### JOBS
A. Answer these questions about the forum post on arranging points from distances, one line each:
(i) What number does the file-comparison algorithm return when the two files are identical?
(ii) Where does the proposed algorithm place point $p_2$?
(iii) What distances are given for the points $A$, $B$ and $C$ in the second question?
B. Carry on the forum post on arranging points from distances, starting right after its final sentence.

— START DOCUMENT SECTION —

Arrange points in a high-dimensional space when you only have distances (no coordinates) I'm working on an algorithm to determine how similar two files are. You feed $2$ files into the algorithm and the algorithm returns a natural number. If this number is $0$, the files are identical. If they have similar contents, the number is small, if they are different, the result is a larger number (of the order of the length of the larger file).
I want to use this algorithm to compare many files (e.g. thousands of log files) to group them into clusters based on their similarities. But most clustering algorithms work with the coordinates of points in a multidimensional space. But I do not have coordinates. I have distances only.

1st question:
If the triangle inequality applies for each triple of distances (Let $a,b,c$ be the three distances, $a \le c \land b \le c$, then $a+b \ge c$): Is it then guaranteed that the $n$ points between which the distances are known can always be arranged in a ($n-1$)-dimensional space?
I would use the following algorithm:

*

*Sort the files (points) in any order, so you have Points $p_1, p_2, p_3$ etc.

*Set the point $p_1$ to the coordinate origin

*Set the point $p_2$ on the positive $x_1$ axis, corresponding to the distance $p_1-p_2$

*Place point $p_3$ in the plane defined by axes $x_1$ and $x_2$ so that the distances to the points $p_1$ and $p_2$ are correct and $p_3$ has a non-negative value for its $x_2$ coordinate.

*Continue with all further points so that the new point correctly takes all distances to the previous points and that it has a non-negative value for the newly added coordinate.

With my imagination I can understand that I can always use this algorithm to insert $4$ points with the correct distances into a $3$-dimensional space, and my gut feeling tells me that this is also true for all higher dimensions, but gut feeling is not a proof.
Is my assumption correct?

2nd question:
Same problem, but now the triangle inequality is violated. For example, among many thousands of points there are 3 points $A, B, C$ with these distances: $AB = 1, BC = 1000, AC = 1100$. (These are rounded results of a real test run.)
What possibilities do you have to arrange these points in a high-dimensional space? (The purpose is still to find clusters. The purpose is not accurate positioning.)

Addendum
I just posted an answer to my own question in which I showed that my assumption from question 1 was wrong.

— END DOCUMENT SECTION —
— START SOURCE MATERIAL —

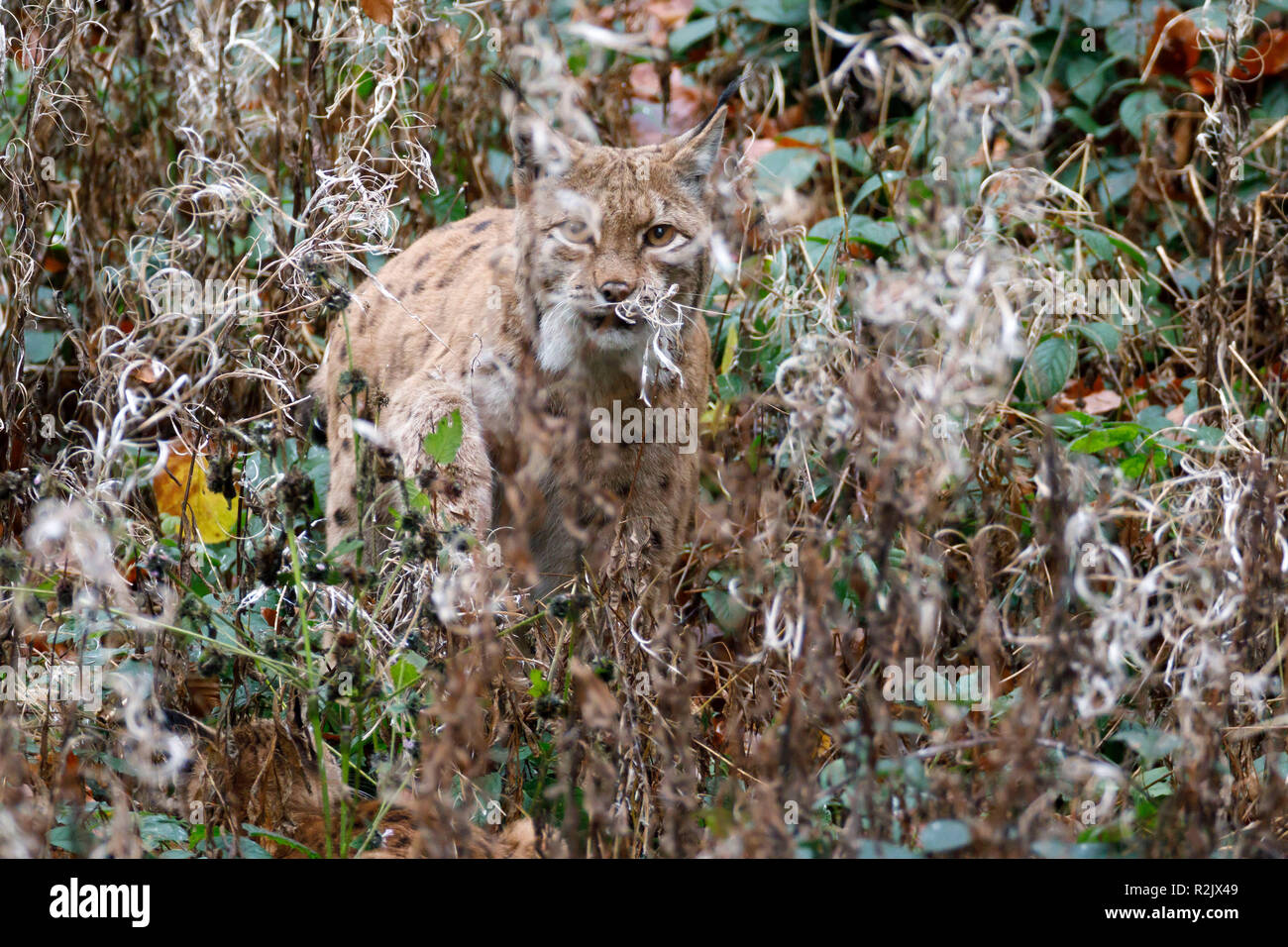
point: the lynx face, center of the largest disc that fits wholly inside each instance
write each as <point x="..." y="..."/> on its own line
<point x="583" y="299"/>
<point x="617" y="240"/>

— END SOURCE MATERIAL —

### ANSWERS GIVEN
A.
(i) $0$
(ii) On the positive $x_1$ axis, corresponding to the distance $p_1-p_2$
(iii) $AB = 1$, $BC = 1000$, $AC = 1100$

B.
But question 2 is still left unanswered, so let me ask it again with other words:
Given a complete graph with $n$ vertices and weights for all of its $\frac{n^2-n}{2}$ edges: What is the best way to embed this graph in an Euclidean space with $n-1$ dimensions, so that each vertex becomes a point and each pair of $2$ points has a distance as close as possible to the weight of the edge that connects both vertices?
 A: My assumption was wrong.
If you have a complete graph with more than 3 vertices, with positive weights for each edge, and if the triangle inequality applies for each triple of edges, then it is not always possible to embed this graph in Euclidean space, so that each vertex is a point and the weight of each edge is a distance.
Let $A,B,C,D$ be the vertices of the graph (points in Euclidean space) with these weights (distances):
$$
\overline{AB} = 5\\  
\overline{AC} = 8\\
\overline{AD} = 5\\  
\overline{BC} = 5\\  
\overline{BD} = 8\\  
\overline{CD} = 5\\  
$$
Since the largest distance is less than twice as large as the smallest distance, the triangle inequality applies to all 4 triangles $ABC, ABD, ACD, BCD$.
Let's begin to create the triangles $ABC$ and $ACD$. They are equal and they have a common edge ($AC$). The height of both triangles over their common edge is $3$. If you embed those triangles in $3D$ space (or any Euclidean space with more dimensions), the points $B$ and $D$ can freely rotate around the side $AC$ as long as they aren't connected. But their distance can never be greater that the sum of both heights, which is $6$. But $\overline{BD}$ should be $8$.
So, it is not possible to embed this graph with its weights in Euclidean space. Any larger complete graph might contain such an impossible tetrahedron as described here, and therefore for all complete graphs with more than 3 edges the triangle inequality is a criterion that is to weak to guarantee that the graph might be embedded in Euclidean space.
qed.